Records from a dataset:

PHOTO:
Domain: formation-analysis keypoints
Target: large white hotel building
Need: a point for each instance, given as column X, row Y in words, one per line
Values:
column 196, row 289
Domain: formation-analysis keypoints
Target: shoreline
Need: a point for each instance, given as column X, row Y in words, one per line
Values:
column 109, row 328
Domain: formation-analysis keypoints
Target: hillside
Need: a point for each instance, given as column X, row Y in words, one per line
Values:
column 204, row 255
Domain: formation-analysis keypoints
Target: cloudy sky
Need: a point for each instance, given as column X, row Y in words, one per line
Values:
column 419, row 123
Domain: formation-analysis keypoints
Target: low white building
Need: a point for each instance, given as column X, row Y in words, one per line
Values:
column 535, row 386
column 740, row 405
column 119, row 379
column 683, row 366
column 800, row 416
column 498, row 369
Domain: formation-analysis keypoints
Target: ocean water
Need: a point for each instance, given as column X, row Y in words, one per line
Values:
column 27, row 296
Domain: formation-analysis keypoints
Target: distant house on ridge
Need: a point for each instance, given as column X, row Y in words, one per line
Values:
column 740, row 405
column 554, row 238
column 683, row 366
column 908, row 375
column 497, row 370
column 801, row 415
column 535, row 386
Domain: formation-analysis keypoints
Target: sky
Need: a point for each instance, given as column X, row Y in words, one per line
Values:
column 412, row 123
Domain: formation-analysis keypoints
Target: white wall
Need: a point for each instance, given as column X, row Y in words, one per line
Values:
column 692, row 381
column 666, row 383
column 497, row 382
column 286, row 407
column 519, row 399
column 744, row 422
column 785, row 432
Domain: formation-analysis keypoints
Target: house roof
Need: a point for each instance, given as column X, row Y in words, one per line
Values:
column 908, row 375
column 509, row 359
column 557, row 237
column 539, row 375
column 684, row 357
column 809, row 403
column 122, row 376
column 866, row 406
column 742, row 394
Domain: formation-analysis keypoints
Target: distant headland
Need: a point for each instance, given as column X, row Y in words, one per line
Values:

Required work: Each entry must be retyped exactly as it was written above.

Written reply:
PHOTO:
Domain: formation-analysis keypoints
Target: large white hotel building
Need: a point for each instance, given as column X, row Y in words, one per line
Values:
column 196, row 289
Domain: formation-analysis keypoints
Target: shoreline
Need: a point for each instance, given as column X, row Y in words, one per line
Values:
column 109, row 328
Domain: formation-analysis keypoints
Target: hillside
Need: a point for each instance, given as column X, row Y in words, one per line
Values:
column 204, row 255
Domain: formation-analysis keypoints
Target: cloudy sky
Need: a point for each instance, given as column X, row Y in words, one per line
Values:
column 419, row 123
Domain: formation-analysis keypoints
Target: low white building
Need: a point for each instance, given as column X, row Y in words, one per line
Values:
column 535, row 386
column 740, row 405
column 119, row 379
column 683, row 366
column 800, row 416
column 498, row 369
Domain: formation-analysis keypoints
Target: ocean water
Need: a point for each instance, given as column X, row Y in words, one per line
Values:
column 27, row 296
Domain: formation-analysis keypoints
Target: distant house on ridge
Need: a point for each instance, given as column X, row Y in words, one per line
Values:
column 740, row 405
column 554, row 238
column 683, row 366
column 908, row 375
column 497, row 370
column 801, row 415
column 535, row 386
Domain: formation-analysis keypoints
Target: sky
Need: a point for each instance, given as column X, row Y in words, one per line
Values:
column 412, row 123
Domain: formation-analysis keypoints
Target: white wall
Need: a point for each instance, given as column X, row Y in words, one per line
Values:
column 692, row 381
column 666, row 383
column 497, row 382
column 286, row 407
column 519, row 399
column 744, row 422
column 785, row 432
Domain: formation-analysis keypoints
Target: house roof
Need: a point for each instance, given as column X, row Y in words, one per line
Values:
column 908, row 375
column 509, row 359
column 557, row 237
column 539, row 375
column 684, row 357
column 809, row 403
column 122, row 376
column 866, row 406
column 742, row 394
Domain: formation-analysis keypoints
Target: distant headland
Need: a point for each instance, given as column X, row Y in words, one per line
Values:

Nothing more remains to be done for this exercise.